# The task
Print the data that follows word for word, leaving out any picture.

Natural language region descriptions:
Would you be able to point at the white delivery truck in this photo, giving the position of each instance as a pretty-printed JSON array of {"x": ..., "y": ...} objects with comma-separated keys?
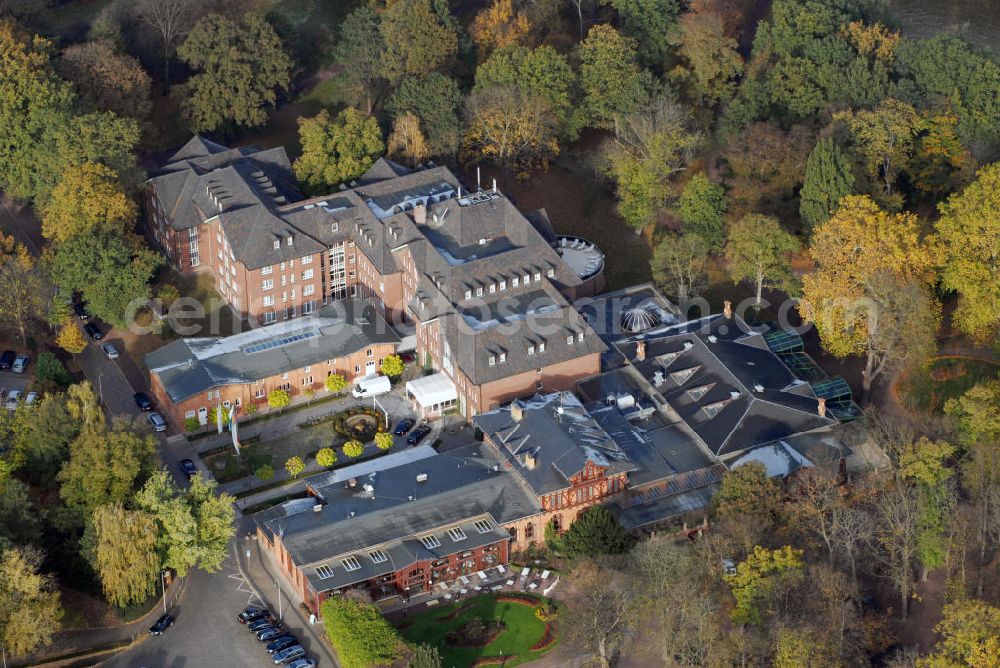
[{"x": 371, "y": 386}]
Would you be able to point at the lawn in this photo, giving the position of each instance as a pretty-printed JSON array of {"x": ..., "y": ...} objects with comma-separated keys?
[
  {"x": 522, "y": 630},
  {"x": 927, "y": 390}
]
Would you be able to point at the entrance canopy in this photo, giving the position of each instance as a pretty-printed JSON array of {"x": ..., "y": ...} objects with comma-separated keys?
[{"x": 432, "y": 392}]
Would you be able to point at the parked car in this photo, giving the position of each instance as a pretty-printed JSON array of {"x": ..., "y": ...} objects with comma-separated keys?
[
  {"x": 142, "y": 401},
  {"x": 155, "y": 419},
  {"x": 20, "y": 364},
  {"x": 161, "y": 625},
  {"x": 251, "y": 614},
  {"x": 403, "y": 426},
  {"x": 418, "y": 434},
  {"x": 188, "y": 468},
  {"x": 289, "y": 654},
  {"x": 12, "y": 399},
  {"x": 269, "y": 634},
  {"x": 281, "y": 642}
]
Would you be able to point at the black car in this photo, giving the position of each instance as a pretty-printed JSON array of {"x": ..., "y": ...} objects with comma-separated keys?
[
  {"x": 188, "y": 468},
  {"x": 418, "y": 434},
  {"x": 161, "y": 625},
  {"x": 281, "y": 642},
  {"x": 252, "y": 614},
  {"x": 403, "y": 426},
  {"x": 143, "y": 402}
]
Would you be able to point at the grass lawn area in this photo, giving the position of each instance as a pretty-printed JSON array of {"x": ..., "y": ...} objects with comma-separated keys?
[
  {"x": 522, "y": 631},
  {"x": 927, "y": 390}
]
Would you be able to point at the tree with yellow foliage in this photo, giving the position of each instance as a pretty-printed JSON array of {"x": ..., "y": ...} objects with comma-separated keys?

# Solution for this exercise
Would you be able to point at the white delivery truck in this photo, giving the position of each instance as a pretty-printed JSON array of {"x": ..., "y": ...} objects with comma-separated keys?
[{"x": 371, "y": 386}]
Would you be able to point at the lawn in this photo, giving the position of each instance as a pretty-printed JSON array of {"x": ..., "y": ...} objects with comma-separated keys?
[
  {"x": 522, "y": 630},
  {"x": 927, "y": 390}
]
Would you be able to point at the entrance canopy in this photo, giving the position of each instance as a pretty-printed JSON array of {"x": ..., "y": ...} objects with comma-separated keys?
[{"x": 432, "y": 392}]
Would you be able to point at the parked car in this photo, giving the position of each instance as a pretty-printed JSON array of {"x": ..., "y": ...} objects with comma-separated keys?
[
  {"x": 142, "y": 401},
  {"x": 155, "y": 419},
  {"x": 20, "y": 364},
  {"x": 161, "y": 625},
  {"x": 251, "y": 614},
  {"x": 403, "y": 426},
  {"x": 418, "y": 434},
  {"x": 188, "y": 468},
  {"x": 289, "y": 654},
  {"x": 12, "y": 399},
  {"x": 269, "y": 634},
  {"x": 281, "y": 642}
]
Would you be able to point at the black car in this photo, giving the position of each instance as a pretty-printed JSON array of {"x": ..., "y": ...} objects with comma-separated keys?
[
  {"x": 188, "y": 468},
  {"x": 418, "y": 434},
  {"x": 161, "y": 625},
  {"x": 281, "y": 642},
  {"x": 252, "y": 614},
  {"x": 403, "y": 426},
  {"x": 143, "y": 402}
]
Would you be able to point at the grass lawn area in this photo, giving the position of each instance as a pretty-printed JSON array of {"x": ..., "y": ...} objects with comma-separated keys?
[
  {"x": 522, "y": 631},
  {"x": 927, "y": 390}
]
Would you be able to point at the tree with yellow foliage in this photo, giving the position of each instance as a pretty-printed JSON array of {"x": ..., "y": ...} objects with comma-separated keys?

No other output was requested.